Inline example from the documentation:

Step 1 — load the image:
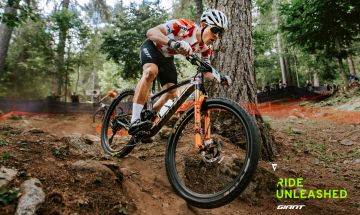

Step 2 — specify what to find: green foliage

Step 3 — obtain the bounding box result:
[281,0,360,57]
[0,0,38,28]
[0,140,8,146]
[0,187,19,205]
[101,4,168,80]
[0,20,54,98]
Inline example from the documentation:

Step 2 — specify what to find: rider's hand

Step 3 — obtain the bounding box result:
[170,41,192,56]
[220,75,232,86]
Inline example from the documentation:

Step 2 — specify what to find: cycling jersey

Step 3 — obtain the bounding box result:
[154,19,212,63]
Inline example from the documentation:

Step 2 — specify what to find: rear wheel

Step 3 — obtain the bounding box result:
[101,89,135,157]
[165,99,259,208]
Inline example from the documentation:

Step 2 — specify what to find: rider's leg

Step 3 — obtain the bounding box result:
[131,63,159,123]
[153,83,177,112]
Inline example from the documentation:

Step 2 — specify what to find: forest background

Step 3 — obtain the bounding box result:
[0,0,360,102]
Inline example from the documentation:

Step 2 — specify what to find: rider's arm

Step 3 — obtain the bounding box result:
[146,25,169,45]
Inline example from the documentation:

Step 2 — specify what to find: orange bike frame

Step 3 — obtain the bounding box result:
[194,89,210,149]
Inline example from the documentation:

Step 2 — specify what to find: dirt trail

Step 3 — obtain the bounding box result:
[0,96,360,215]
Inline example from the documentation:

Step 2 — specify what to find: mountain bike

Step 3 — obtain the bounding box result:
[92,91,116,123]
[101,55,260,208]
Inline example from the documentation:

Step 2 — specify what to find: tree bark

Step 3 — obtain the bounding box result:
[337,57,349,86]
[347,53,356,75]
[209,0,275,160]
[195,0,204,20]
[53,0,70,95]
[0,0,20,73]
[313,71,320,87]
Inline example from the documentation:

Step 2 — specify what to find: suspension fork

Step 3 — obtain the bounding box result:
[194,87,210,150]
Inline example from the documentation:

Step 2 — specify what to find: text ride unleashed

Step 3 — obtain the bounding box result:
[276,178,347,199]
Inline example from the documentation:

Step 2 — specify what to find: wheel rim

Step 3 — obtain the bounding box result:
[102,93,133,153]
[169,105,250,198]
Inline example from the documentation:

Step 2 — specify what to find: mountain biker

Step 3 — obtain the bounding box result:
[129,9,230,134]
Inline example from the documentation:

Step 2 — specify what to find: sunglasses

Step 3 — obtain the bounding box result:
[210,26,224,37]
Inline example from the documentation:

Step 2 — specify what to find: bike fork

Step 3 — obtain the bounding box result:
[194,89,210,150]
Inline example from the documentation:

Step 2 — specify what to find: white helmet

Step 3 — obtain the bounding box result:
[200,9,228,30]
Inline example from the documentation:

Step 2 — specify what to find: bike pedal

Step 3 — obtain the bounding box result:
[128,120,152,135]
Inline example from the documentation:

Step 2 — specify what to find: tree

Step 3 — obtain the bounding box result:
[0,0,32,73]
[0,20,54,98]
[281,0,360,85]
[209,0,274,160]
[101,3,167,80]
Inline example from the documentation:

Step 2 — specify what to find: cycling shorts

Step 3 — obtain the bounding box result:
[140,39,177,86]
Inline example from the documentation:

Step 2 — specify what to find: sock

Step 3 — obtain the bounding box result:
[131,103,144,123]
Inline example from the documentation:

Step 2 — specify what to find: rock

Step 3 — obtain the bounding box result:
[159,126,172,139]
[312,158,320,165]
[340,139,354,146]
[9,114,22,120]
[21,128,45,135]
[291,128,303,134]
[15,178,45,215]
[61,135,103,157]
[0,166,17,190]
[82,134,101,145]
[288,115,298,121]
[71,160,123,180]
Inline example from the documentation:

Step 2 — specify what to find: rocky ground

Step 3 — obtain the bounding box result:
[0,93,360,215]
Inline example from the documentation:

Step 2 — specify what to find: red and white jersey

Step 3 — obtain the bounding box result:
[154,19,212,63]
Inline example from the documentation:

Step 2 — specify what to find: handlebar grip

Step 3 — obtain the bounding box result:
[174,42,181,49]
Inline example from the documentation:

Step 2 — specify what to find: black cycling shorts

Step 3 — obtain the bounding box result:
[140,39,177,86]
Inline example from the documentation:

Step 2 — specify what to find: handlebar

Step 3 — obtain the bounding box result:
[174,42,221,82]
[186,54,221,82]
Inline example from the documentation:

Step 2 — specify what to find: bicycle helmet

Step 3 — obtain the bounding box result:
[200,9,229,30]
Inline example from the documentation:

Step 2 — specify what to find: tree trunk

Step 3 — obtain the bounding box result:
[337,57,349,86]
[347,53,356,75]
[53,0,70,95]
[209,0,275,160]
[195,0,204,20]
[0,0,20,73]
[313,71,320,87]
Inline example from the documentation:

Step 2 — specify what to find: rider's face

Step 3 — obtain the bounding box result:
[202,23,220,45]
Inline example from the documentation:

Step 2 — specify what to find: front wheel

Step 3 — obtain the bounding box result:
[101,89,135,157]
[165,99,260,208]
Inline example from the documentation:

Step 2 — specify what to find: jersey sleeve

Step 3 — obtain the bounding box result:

++++++++

Count the lines in the entries above that contain the string "tree", and give only that number.

THE SOLUTION ▸ 3